- [WHAT IS EXPECTED]
Reproduce all of the material below word for word, but leave the pictures out.

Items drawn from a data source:
################

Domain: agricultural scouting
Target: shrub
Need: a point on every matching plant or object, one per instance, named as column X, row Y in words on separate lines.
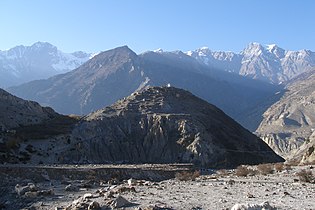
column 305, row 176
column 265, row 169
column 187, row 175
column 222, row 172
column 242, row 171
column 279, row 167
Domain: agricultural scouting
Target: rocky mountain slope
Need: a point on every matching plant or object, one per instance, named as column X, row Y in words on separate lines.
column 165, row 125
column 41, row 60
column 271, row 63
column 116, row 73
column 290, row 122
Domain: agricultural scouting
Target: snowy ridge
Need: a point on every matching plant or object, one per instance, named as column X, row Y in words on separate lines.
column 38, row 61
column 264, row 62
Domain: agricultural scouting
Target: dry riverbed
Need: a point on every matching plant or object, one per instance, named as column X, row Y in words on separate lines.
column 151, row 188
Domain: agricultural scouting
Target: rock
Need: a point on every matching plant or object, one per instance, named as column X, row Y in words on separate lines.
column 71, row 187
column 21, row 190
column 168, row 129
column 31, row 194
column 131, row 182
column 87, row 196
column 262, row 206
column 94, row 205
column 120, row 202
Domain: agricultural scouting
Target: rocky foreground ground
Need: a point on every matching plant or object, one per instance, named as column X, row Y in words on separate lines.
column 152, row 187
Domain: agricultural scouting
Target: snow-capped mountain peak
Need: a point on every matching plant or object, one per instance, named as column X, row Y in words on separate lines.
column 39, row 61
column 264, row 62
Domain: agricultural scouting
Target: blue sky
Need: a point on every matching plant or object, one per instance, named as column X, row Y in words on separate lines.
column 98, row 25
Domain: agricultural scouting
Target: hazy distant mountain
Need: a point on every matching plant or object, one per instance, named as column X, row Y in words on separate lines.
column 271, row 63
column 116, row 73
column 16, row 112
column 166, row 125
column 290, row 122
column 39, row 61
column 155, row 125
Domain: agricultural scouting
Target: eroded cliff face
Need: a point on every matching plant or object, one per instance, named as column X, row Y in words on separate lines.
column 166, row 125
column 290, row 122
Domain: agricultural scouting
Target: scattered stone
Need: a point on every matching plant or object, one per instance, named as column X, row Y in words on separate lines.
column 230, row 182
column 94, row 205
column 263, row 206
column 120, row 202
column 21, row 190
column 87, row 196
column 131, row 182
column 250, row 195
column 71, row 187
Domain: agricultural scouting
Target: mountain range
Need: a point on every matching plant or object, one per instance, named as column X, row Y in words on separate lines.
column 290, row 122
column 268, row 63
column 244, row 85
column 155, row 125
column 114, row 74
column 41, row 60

################

- [EXPECTED ANSWER]
Domain: agricultural scouting
Target: shrub
Need: a point on every matching plant or object, one per instance, named as column X, row Y in words on separate lines.
column 305, row 176
column 265, row 169
column 187, row 175
column 222, row 172
column 242, row 171
column 279, row 167
Domain: agricultural scouting
Target: rocky mountain slope
Need: a point on every matching plant or object, one per instance, named as column X, row Y in words on separate lines.
column 165, row 125
column 41, row 60
column 271, row 63
column 116, row 73
column 290, row 122
Domain: agricultural scouting
Target: snowy ridge
Need: a point on every matching plant or object, one per instance, named as column X, row Y in words on separate lines.
column 38, row 61
column 264, row 62
Domain: agricultural scouting
Target: dry riverbed
Need: a point on every matching plant or object, one per instance, named as column X, row Y in words on separate lines.
column 151, row 188
Domain: agricultural scouting
Target: rock
Need: a point on every matching plant or object, one per instance, named as column X, row Y in words on separate lines.
column 71, row 187
column 21, row 190
column 168, row 129
column 31, row 194
column 131, row 182
column 87, row 196
column 262, row 206
column 94, row 205
column 120, row 202
Domain: agricultural scouting
Target: rocky foreground ground
Need: a point on every matching plant or object, one per instance, named as column X, row Y in words on separate lines.
column 152, row 187
Domain: agricultural scouting
Target: snow-capped mountain peak
Need: a point on every matching plant or object, one per instance, named as column X, row Y in words on separate lines.
column 39, row 61
column 264, row 62
Domain: agricultural scouting
Target: blue sky
Need: a point on every matching plant or object, one per instance, named as column X, row Y in words on separate lines.
column 98, row 25
Domain: agricultural scouting
Target: hazy distant mountain
Need: a point on every matching plant or object, one per instance, named as column X, row Y in words on separate lines.
column 271, row 63
column 116, row 73
column 16, row 112
column 166, row 125
column 290, row 122
column 39, row 61
column 155, row 125
Domain: agricultural scouting
Target: eroded cliff face
Need: a point on every matching plant or object, one per instance, named as column X, row Y in words on separate lines.
column 166, row 125
column 290, row 122
Domain: agricultural scouting
Target: scattered stone
Need: a point on every matching plant or object, one per instance, named as column X, row Y in words on separate lines.
column 230, row 182
column 94, row 205
column 263, row 206
column 120, row 202
column 21, row 190
column 87, row 196
column 131, row 182
column 250, row 195
column 71, row 187
Domain: agricultural scouting
Target: mountain range
Need: a point on every matching plant or object, one per instance, named as column X, row Y in words on separate lines.
column 290, row 122
column 268, row 63
column 244, row 85
column 155, row 125
column 114, row 74
column 41, row 60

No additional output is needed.